Turn the lines below into a numbered list, starting at the line containing "pants in the image above." and continuing through the final line. Leave out blank lines.
[Exercise input start]
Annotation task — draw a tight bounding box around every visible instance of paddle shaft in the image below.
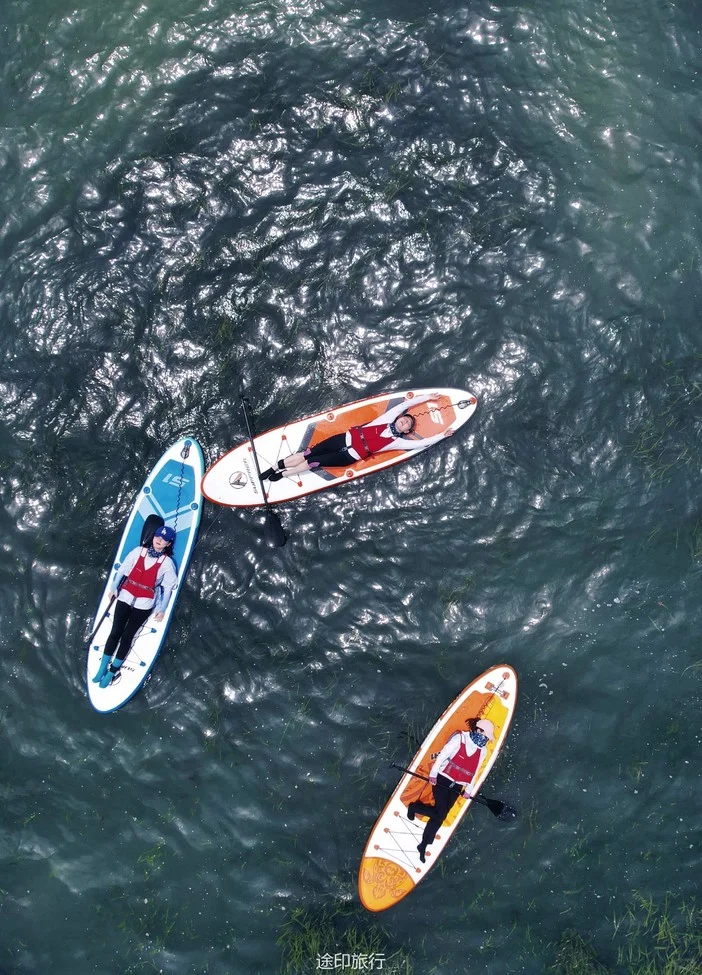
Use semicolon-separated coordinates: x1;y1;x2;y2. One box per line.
86;593;117;648
239;394;286;548
390;762;504;814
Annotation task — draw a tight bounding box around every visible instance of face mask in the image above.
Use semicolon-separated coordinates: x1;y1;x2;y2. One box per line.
390;413;414;438
468;731;490;748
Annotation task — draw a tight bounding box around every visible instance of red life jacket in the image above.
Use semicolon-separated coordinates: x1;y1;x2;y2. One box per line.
439;738;483;782
349;423;395;460
122;548;166;599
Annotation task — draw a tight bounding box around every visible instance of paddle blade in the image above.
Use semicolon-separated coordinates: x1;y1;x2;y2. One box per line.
266;508;287;548
473;795;517;823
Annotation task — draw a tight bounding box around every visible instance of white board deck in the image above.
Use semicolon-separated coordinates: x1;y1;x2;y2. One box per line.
358;664;517;911
202;387;477;508
86;437;205;713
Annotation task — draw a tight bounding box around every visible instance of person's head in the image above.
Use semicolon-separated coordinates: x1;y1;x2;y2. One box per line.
466;718;495;748
151;525;175;554
394;413;416;436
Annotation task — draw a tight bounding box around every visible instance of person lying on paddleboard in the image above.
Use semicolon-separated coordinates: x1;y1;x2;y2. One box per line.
93;525;178;688
407;718;495;863
261;393;453;481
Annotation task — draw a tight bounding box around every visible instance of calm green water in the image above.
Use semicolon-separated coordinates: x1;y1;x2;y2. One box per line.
0;0;702;975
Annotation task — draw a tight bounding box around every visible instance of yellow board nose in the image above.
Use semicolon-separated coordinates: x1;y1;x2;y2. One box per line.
358;857;415;911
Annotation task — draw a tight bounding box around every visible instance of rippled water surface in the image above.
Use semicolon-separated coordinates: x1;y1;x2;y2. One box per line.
0;0;702;975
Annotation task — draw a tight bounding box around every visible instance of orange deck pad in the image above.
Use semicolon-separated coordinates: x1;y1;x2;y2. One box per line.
400;691;509;825
309;396;456;472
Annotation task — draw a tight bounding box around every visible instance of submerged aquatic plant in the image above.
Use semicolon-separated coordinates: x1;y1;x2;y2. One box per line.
548;892;702;975
548;931;609;975
277;903;413;975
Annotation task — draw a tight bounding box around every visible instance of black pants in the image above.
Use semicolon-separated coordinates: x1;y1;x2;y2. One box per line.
411;775;463;846
305;433;357;467
103;599;151;660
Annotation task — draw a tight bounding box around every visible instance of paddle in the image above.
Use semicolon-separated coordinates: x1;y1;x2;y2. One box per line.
239;393;287;548
390;762;517;823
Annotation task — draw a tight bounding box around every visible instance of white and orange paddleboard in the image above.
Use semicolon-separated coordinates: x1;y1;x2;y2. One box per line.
358;664;517;911
202;387;477;508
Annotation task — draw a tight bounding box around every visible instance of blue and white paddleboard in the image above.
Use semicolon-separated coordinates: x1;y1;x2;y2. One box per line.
86;437;205;713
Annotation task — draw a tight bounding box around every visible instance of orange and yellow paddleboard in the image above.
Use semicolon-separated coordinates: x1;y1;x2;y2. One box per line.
202;387;477;508
358;664;517;911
[Exercise input end]
#### Solution to the problem:
1. Annotation task — draw a tight bounding box around every visible instance of black pants in the image above.
2. Use semicolon-separated coordinates: x1;y1;x2;y2. One box per line.
3. 411;775;463;846
4. 305;433;357;467
5. 103;599;151;660
6. Annotation task — draw a tight bounding box around every visible instance of paddle in the image above.
7. Use semicolon-separated coordinates: x1;y1;x2;y2. One box per line.
8. 239;393;287;548
9. 390;762;517;823
10. Annotation task — draw a tight bounding box around every visible instance of white and orange paddleboard in the image above.
11. Use semicolon-separated coordinates: x1;y1;x2;y2. One box per line.
12. 358;664;517;911
13. 202;387;477;508
14. Annotation task — draw a tight bounding box around every visible instance of blue and white paddleboard in the image above.
15. Use semicolon-separated coordinates: x1;y1;x2;y2. One box per line.
16. 86;437;205;713
17. Annotation task — draw a tight bounding box around every visible instance of orange and yellow paddleboard in the image above.
18. Use semicolon-separated coordinates: x1;y1;x2;y2. One box per line.
19. 202;387;477;508
20. 358;664;517;911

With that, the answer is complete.